In a time beset by more and more dire news, it feels like it’s possible to take a deep breath this morning.
thanks for sharing that moment with all of us 🙂
Delighted to have something positive, Ciedie!
Thanks, Christine!!!
I don’t think the Waltons are licking their wounds.
When narcissists, psychopaths, or sociopaths, such as the Walmart Walton family, doesn’t get what they want, they plot how to get revenge and win anyway. They send out their thugs/minions to find someone to buy, bribe, bully or destroy.
True, Lloyd, but this isn’t their first defeat by those who’ve organized to save our public schools. This is the revenge they’ve been seeking since 2016 when their ballot question to eliminate Massachusetts’ charter cap was roundly defeated 2-1 due to resistance and organizing led by the Boston Teachers Union. Their thugs and minions have seats on the state board, which apparently just didn’t have the needed votes to do the foul deed.
Thank you so much for posting Christine’s excellent report on the BPS success and her valuable information!
THIS is the information and research the Boston Globe should be reporting not the privateers lies!

• Given entries:
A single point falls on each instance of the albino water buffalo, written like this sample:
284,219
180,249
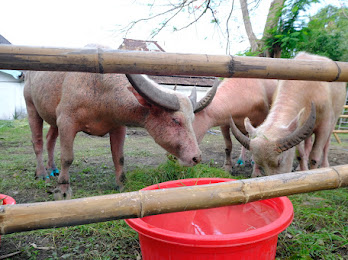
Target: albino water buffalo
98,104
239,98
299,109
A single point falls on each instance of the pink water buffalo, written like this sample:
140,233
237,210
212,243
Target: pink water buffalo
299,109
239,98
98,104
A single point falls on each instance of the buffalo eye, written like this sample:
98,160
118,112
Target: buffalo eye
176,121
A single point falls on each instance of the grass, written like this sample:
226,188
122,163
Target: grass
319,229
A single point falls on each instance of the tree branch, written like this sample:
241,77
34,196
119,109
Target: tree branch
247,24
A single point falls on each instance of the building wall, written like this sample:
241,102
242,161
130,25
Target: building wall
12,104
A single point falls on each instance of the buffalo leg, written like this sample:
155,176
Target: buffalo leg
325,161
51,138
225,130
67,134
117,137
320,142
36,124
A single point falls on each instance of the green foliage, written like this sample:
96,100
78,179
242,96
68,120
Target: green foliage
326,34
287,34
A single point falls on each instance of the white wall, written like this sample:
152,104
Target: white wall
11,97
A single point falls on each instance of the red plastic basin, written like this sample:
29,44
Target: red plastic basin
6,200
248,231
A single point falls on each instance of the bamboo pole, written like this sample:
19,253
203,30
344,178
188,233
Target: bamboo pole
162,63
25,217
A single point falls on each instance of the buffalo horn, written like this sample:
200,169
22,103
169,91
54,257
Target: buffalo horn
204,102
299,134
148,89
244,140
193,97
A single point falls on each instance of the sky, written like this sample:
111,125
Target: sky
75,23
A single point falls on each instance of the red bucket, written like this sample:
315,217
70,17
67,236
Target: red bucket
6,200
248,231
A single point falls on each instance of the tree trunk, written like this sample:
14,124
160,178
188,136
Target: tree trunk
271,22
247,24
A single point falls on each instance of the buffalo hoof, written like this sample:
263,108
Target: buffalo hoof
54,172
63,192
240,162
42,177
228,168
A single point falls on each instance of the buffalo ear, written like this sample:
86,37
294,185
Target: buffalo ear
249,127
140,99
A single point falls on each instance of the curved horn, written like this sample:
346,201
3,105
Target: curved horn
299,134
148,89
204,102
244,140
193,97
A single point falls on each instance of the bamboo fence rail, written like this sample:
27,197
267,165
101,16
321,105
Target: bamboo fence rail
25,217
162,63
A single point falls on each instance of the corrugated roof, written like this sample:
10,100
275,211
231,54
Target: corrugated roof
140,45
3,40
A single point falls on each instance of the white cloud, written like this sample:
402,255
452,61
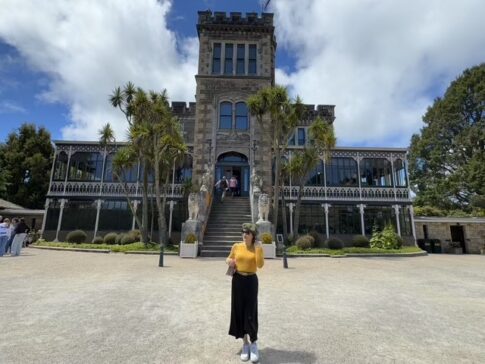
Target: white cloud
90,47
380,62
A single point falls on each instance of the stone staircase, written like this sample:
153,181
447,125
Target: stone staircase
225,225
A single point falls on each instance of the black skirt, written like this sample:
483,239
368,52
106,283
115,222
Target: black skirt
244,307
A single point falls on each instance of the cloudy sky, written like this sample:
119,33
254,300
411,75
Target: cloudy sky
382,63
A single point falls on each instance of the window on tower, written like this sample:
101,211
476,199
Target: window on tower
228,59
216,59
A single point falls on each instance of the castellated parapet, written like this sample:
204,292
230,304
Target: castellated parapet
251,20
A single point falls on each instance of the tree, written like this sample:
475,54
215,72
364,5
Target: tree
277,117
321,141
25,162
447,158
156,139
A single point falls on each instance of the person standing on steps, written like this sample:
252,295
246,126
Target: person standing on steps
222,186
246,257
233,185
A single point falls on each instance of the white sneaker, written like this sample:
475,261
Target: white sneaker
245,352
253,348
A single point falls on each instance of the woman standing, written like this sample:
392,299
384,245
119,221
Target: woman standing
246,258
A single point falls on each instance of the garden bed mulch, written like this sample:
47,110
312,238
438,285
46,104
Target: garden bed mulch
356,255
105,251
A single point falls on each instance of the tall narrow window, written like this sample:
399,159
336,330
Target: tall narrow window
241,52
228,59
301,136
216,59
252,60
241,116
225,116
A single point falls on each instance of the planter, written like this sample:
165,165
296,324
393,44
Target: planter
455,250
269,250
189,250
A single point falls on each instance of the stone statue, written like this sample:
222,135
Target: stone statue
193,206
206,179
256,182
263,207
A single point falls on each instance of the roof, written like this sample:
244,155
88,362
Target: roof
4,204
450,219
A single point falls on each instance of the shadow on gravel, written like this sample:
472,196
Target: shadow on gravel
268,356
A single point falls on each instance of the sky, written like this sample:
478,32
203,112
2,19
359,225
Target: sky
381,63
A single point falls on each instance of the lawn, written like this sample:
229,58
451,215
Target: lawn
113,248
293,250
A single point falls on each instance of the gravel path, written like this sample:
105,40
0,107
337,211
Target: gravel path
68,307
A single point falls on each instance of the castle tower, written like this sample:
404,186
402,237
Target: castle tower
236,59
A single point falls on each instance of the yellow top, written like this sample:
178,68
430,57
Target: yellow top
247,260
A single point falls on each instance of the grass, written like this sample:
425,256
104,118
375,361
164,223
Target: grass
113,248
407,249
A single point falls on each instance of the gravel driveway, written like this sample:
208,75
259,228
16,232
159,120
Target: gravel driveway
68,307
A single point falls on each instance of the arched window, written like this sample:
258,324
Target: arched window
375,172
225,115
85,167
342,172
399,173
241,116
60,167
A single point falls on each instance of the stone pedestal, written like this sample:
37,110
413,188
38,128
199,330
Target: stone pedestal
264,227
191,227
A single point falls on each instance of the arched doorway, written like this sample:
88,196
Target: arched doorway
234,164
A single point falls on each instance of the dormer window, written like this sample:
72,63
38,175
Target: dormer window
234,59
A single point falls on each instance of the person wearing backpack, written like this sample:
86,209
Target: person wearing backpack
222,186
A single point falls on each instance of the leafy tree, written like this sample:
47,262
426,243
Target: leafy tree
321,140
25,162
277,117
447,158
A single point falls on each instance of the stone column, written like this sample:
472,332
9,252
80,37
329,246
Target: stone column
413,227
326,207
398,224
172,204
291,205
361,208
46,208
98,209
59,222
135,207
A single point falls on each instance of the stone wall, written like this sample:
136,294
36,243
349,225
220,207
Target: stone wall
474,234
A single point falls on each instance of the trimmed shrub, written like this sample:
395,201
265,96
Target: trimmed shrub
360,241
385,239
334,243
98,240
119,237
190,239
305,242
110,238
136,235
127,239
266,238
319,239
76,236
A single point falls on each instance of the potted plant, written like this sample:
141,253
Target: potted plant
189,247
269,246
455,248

* * *

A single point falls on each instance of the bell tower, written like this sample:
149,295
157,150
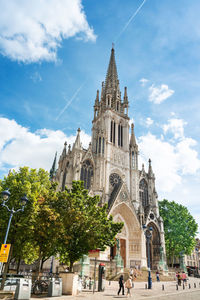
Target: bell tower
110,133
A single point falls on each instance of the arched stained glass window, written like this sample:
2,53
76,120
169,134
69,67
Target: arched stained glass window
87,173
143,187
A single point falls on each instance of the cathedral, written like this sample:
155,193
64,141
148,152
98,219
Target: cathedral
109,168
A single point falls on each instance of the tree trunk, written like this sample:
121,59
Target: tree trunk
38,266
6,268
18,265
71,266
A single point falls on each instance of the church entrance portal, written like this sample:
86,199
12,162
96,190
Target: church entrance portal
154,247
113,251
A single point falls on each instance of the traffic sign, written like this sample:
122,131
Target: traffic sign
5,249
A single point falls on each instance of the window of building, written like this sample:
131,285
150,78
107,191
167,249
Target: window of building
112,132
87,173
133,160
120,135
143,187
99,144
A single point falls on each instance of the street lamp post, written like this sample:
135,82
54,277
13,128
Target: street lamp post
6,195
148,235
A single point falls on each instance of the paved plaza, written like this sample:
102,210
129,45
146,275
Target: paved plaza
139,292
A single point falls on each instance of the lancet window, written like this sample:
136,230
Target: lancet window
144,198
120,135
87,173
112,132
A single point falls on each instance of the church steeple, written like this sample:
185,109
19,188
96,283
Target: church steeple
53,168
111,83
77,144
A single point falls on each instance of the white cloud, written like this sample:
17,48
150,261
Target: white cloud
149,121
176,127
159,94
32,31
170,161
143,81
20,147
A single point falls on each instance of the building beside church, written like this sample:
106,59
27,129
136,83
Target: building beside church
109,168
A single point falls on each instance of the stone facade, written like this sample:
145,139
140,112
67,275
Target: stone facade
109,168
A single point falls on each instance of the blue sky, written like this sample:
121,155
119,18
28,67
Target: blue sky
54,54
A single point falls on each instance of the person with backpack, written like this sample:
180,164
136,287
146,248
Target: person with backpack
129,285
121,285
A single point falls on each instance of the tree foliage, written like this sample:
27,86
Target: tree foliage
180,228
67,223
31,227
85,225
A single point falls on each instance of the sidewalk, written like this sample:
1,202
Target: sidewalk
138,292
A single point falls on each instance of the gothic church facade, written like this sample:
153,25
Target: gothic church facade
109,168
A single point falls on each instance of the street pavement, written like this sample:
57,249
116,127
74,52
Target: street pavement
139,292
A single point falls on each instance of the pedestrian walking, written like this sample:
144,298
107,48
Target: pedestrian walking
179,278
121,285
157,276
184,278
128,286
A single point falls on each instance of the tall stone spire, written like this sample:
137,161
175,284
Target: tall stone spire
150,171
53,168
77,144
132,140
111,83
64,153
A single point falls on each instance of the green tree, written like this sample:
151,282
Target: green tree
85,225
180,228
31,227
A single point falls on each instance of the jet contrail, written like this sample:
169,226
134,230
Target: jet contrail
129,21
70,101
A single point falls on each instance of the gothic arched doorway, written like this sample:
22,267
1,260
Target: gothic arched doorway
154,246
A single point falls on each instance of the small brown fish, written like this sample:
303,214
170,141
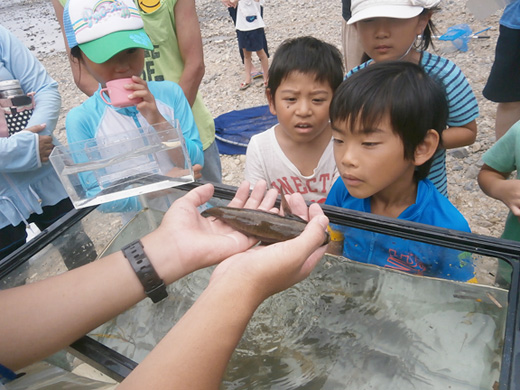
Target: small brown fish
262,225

• Problems and tasks:
a – In the comment thread, who led the resistance and organizing that defeated the 2016 ballot question on Massachusetts' charter cap?
b – Print everything in the comment thread from "thanks for sharing" down to "licking their wounds.".
c – Sum up the comment thread in two sentences.

• Expected outputs:
a – The Boston Teachers Union.

b –
thanks for sharing that moment with all of us 🙂
Delighted to have something positive, Ciedie!
Thanks, Christine!!!
I don’t think the Waltons are licking their wounds.

c – Commenters welcome some positive news and thank the poster for sharing Christine's report on BPS success. One commenter warns that the Walton family will seek revenge, and another replies that their 2016 ballot question to eliminate Massachusetts' charter cap was defeated 2-1 through organizing led by the Boston Teachers Union.